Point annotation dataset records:
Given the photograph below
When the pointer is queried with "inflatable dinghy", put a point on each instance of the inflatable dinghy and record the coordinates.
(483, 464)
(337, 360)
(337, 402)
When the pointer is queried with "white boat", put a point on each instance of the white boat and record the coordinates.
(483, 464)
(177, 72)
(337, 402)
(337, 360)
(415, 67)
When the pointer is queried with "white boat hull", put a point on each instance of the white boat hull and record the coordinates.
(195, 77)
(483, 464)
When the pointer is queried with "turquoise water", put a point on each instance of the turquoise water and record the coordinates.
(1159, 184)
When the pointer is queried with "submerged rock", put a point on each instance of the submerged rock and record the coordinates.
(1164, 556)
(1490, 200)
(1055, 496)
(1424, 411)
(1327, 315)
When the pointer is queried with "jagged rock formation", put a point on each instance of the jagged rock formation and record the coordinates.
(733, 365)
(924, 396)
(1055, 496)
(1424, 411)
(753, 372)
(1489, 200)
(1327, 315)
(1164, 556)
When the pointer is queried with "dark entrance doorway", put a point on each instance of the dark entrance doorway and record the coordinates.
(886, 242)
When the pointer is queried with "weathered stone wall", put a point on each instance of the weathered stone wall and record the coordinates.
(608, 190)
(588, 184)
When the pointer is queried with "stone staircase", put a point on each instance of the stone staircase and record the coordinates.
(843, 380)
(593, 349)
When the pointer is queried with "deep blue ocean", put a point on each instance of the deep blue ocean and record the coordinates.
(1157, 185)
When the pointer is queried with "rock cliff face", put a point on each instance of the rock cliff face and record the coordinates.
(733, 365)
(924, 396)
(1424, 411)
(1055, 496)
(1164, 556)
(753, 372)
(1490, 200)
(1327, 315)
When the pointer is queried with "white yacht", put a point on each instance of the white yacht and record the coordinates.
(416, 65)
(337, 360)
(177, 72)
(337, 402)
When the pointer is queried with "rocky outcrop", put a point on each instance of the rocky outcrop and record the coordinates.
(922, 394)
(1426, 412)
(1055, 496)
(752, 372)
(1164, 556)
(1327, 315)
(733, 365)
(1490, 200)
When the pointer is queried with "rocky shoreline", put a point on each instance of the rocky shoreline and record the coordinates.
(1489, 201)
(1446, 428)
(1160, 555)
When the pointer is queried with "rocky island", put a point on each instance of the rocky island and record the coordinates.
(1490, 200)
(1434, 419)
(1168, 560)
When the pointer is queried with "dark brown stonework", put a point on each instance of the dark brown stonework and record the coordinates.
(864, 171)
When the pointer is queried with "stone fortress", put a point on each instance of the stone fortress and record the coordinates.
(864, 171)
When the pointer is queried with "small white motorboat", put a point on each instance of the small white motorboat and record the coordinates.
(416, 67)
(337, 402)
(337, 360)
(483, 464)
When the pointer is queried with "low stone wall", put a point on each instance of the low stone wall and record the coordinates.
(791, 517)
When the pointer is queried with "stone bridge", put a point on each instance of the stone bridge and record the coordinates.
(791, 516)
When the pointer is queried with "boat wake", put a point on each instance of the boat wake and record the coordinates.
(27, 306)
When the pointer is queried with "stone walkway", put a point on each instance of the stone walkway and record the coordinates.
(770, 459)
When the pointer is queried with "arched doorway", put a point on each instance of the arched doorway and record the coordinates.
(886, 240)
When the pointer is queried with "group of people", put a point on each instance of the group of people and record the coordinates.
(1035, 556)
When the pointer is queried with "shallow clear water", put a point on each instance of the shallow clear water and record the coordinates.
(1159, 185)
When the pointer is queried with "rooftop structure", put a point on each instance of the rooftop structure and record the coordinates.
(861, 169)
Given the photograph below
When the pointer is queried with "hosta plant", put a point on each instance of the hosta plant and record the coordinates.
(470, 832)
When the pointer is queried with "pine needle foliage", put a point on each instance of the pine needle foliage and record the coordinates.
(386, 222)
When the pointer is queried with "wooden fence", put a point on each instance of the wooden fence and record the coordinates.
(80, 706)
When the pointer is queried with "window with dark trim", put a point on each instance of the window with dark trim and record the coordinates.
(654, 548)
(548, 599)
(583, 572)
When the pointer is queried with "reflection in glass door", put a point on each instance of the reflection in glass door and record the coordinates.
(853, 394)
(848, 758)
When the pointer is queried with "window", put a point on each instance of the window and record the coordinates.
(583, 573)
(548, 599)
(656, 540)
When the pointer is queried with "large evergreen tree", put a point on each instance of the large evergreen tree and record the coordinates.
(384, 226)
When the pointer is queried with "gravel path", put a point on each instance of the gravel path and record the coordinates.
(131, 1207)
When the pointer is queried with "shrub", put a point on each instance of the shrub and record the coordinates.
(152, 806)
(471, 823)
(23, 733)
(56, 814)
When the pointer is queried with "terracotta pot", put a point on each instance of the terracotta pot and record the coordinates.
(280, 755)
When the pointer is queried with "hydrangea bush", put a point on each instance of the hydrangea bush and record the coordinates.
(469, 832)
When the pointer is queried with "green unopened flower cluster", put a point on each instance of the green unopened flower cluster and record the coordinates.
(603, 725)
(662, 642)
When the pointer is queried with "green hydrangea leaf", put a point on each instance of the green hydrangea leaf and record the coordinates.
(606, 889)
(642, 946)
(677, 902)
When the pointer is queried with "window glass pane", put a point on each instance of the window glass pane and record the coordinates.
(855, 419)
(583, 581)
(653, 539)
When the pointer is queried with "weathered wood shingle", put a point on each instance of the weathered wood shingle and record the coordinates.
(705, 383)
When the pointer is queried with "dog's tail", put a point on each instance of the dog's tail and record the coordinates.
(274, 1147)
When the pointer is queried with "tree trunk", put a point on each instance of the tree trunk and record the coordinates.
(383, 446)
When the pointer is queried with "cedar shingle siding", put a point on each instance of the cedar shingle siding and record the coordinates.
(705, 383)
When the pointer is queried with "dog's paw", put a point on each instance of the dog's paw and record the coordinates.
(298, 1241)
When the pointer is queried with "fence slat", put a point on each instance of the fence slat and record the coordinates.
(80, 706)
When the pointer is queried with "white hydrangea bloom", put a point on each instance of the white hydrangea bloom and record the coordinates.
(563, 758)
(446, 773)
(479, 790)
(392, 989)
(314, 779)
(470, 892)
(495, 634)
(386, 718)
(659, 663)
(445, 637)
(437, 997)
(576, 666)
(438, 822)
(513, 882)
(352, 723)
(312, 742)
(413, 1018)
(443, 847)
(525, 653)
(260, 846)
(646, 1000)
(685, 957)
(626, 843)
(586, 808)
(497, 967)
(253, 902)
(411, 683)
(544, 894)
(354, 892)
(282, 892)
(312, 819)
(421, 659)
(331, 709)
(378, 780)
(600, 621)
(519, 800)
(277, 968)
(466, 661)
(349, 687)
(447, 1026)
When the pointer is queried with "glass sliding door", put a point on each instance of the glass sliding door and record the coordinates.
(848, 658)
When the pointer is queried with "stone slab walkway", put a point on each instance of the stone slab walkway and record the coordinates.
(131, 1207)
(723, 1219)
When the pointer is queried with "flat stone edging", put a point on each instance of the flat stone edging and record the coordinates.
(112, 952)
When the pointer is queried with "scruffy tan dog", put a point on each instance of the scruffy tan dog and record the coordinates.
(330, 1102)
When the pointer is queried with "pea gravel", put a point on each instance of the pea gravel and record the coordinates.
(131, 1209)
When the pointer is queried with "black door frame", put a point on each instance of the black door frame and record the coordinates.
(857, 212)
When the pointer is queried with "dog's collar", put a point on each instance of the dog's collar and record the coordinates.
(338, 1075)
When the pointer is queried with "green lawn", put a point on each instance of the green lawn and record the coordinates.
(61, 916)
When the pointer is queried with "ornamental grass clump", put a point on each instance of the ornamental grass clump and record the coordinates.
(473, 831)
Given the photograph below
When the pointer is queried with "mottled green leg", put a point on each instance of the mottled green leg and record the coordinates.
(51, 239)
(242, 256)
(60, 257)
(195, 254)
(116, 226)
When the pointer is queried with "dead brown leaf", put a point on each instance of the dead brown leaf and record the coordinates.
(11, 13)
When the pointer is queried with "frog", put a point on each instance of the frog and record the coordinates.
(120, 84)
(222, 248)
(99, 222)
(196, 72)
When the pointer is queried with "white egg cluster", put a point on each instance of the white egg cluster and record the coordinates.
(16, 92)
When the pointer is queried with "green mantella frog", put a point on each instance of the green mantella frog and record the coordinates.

- _Set exercise_:
Return the line that contains "brown leaf and record the coordinates." along with every line after it through the end of the entries, exactly, adding nothing.

- _Completed task_:
When the pointer is queried with "dead brown leaf", put a point on each instance of the dead brown leaf and record the coordinates.
(11, 13)
When the pointer is queried with "frog", put a point on each instance of the frog and record the coordinates.
(120, 84)
(222, 248)
(99, 222)
(196, 72)
When the pointer is queried with "white egg cluster", put a point on each instance of the white egg cluster and record the coordinates.
(16, 92)
When the pointer is queried with "green mantella frog", put a point on each instance of the green mantella frog and record the coordinates.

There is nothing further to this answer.